### TASK DESCRIPTION
Quote the data below in full, please, without altering anything.
---- MATERIAL PROVIDED
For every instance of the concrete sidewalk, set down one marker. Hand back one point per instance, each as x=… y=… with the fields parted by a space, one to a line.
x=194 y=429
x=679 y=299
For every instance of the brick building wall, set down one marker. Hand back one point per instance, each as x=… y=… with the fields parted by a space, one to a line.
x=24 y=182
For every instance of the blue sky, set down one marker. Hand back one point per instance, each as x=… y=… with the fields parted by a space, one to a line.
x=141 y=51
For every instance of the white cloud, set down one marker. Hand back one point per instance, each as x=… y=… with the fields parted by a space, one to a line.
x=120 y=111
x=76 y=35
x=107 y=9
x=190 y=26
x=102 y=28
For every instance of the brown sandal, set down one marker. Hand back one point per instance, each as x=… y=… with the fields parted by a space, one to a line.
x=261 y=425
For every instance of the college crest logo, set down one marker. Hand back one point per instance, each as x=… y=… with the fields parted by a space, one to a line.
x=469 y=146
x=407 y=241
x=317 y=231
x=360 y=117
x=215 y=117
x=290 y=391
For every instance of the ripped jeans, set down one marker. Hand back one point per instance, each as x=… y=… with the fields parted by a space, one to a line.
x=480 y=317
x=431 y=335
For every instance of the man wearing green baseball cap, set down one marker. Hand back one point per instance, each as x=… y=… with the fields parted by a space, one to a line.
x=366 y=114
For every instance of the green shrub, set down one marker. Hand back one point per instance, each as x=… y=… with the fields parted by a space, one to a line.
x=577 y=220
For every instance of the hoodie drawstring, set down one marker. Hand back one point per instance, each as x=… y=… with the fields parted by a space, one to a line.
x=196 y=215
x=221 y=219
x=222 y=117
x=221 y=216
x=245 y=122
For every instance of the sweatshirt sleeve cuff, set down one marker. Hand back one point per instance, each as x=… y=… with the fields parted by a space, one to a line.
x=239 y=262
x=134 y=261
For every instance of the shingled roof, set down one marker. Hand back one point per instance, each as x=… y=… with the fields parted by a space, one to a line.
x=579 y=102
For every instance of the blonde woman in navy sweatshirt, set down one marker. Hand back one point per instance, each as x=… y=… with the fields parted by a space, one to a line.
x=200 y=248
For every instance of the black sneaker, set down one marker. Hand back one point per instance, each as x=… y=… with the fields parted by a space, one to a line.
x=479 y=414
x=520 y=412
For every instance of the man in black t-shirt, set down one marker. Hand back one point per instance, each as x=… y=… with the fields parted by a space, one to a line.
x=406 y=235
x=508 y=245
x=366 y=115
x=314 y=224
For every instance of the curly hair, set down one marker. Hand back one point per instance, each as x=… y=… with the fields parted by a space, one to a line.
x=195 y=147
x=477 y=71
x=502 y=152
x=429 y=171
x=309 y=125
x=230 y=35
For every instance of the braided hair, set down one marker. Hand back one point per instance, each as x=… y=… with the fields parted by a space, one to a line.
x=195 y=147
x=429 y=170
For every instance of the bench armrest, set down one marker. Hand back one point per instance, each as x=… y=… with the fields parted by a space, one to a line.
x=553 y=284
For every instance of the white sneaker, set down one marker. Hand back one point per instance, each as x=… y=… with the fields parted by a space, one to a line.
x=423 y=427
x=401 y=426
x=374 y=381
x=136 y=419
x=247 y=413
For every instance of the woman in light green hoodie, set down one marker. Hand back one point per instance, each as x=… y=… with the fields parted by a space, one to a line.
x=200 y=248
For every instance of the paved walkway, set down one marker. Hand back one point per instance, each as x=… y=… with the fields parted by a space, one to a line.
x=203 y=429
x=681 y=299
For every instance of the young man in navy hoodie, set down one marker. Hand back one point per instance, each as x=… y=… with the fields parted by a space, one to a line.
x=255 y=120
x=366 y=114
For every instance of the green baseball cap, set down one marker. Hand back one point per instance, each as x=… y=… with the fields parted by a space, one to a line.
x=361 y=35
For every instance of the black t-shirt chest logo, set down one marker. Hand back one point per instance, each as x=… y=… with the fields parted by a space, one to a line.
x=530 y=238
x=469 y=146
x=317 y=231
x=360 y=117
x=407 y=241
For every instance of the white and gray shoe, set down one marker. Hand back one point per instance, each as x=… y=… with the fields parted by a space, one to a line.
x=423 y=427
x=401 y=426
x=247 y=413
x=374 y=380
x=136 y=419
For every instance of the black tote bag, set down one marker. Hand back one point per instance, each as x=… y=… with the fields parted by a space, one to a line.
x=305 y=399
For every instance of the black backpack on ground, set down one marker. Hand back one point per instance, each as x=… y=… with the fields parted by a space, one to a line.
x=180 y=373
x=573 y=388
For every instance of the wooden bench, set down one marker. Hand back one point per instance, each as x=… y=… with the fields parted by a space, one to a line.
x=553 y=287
--------
### TASK ANSWER
For every instance of the concrete sidewalk, set down one marker. Hand back one point per instance, each as x=… y=… with the fields parted by a space, one to a line.
x=194 y=429
x=679 y=299
For every instance of the brick building wall, set down one marker. Hand back one point per instance, each as x=… y=… with the fields parted by a space, one to a line.
x=24 y=182
For every instance of the blue sky, set down one marker. Hand back one point per instance, each as x=… y=… with the fields parted by a space, one to a line.
x=141 y=51
For every instance of the white cloud, set down one marker. Hand back one point per instance, each as x=… y=… with the fields parted by a space, one to a line.
x=120 y=111
x=76 y=35
x=107 y=9
x=190 y=26
x=102 y=28
For every instance of the brown sandal, set down one marker. Hand back one point per instance, each as x=… y=… with the fields parted by a space, one to a line.
x=261 y=425
For every instance of the college crest logo, set down one marker. Hand back one point per instance, each as x=… y=… with the fields parted by a space, one to a line.
x=469 y=146
x=407 y=241
x=317 y=231
x=360 y=117
x=215 y=117
x=290 y=391
For every instance of the ripped jeans, set down one marker. Hand back one point per instance, each as x=… y=… with the fields parted by a space, one to a line.
x=480 y=317
x=431 y=335
For every instance of the man wearing green baseball cap, set down one marker. Hand back one point per instance, each as x=… y=… with the fields parted by a space, one to a line.
x=366 y=114
For every instance of the green shrub, set down one marker. Hand back one point per instance, each as x=… y=… with the fields parted by a space, one to a line.
x=577 y=220
For every instance of the hoodie drawstring, set down one marker. Hand back one point per instance, each as x=… y=… with the fields parted by a space, one to a line.
x=196 y=215
x=221 y=219
x=222 y=117
x=221 y=216
x=245 y=122
For every instance of the sweatshirt sleeve cuff, set down one marker. Hand back one point per instance, each as x=… y=… with the fields parted by a space, one to a line.
x=239 y=262
x=134 y=261
For every instance of the shingled roof, set down one marker. Hand back one point per instance, each as x=… y=… with the fields parted by a space, one to a line.
x=579 y=102
For every instance of the blonde woman in navy sweatshirt, set down one marker. Hand back one point per instance, each as x=… y=… with the fields parted by a space, one to a line.
x=200 y=248
For every instance of the black sneaker, set down one marker. Hand back one point per instance, each as x=… y=… with the fields parted by a space, one to a line.
x=479 y=414
x=520 y=412
For every instance of the man in black t-shirt, set down one marker. Hand back one point per instance, each as x=… y=… with the fields parted by a space, one to a line.
x=406 y=235
x=508 y=245
x=366 y=115
x=314 y=224
For every instance of the curly hair, set down one marker. Hand back one point per instance, each as x=… y=… with the fields parted by a space, one to a line.
x=195 y=147
x=477 y=71
x=502 y=152
x=429 y=171
x=309 y=125
x=230 y=35
For every instance of the braided hair, set down one marker. Hand back one point per instance, each as x=… y=… with the fields parted by a space, one to a line.
x=195 y=147
x=429 y=170
For every instance of the bench armrest, set down one marker. Hand back one point per instance, each as x=… y=… with the fields parted by a space, one to a line.
x=553 y=284
For every instance of the white sneaker, set down one marker. Hand back one point per instance, each as x=… y=… with the fields parted by a space, one to a line.
x=423 y=427
x=401 y=426
x=374 y=381
x=136 y=419
x=247 y=413
For every instance of the woman in light green hoodie, set down one marker. Hand back one point per instance, each as x=… y=… with the fields parted by a space, one to a line.
x=200 y=248
For every instance of the paved walkway, set down one marker. Hand back one point per instance, each as x=… y=… with the fields parted by a space, one to a line.
x=203 y=429
x=681 y=299
For every instance of the young man in navy hoodie, set down one marker. Hand back one point per instance, each as x=… y=… with the fields parted by a space, one to a line.
x=255 y=120
x=366 y=114
For every instance of the green baseball cap, set down one marker. Hand back one point per instance, each as x=… y=… with the fields parted by a space, one to a line.
x=361 y=35
For every instance of the black t-shirt chest logo, set down one marker. Hand back one point per instance, each as x=… y=… with the fields parted by a space, one to a line.
x=530 y=238
x=469 y=146
x=317 y=231
x=360 y=117
x=407 y=241
For every instance of the white and gray shoe, set down one marker. Hand back one point per instance, each as x=… y=… with the fields parted by a space, one to a line.
x=423 y=427
x=401 y=426
x=247 y=413
x=374 y=380
x=136 y=419
For every instance of the black tote bag, set down one marker. Hand back one point per instance, each as x=… y=… with the fields parted by a space, one to a line.
x=305 y=399
For every instance of the black backpack on ground, set down one marker. Hand back one point per instance, each as x=… y=… with the fields parted by a space, one to a line.
x=180 y=373
x=573 y=388
For every instance of the wooden bench, set down one marker. Hand back one point per instance, each as x=… y=… with the fields parted by a space, one to a line.
x=553 y=287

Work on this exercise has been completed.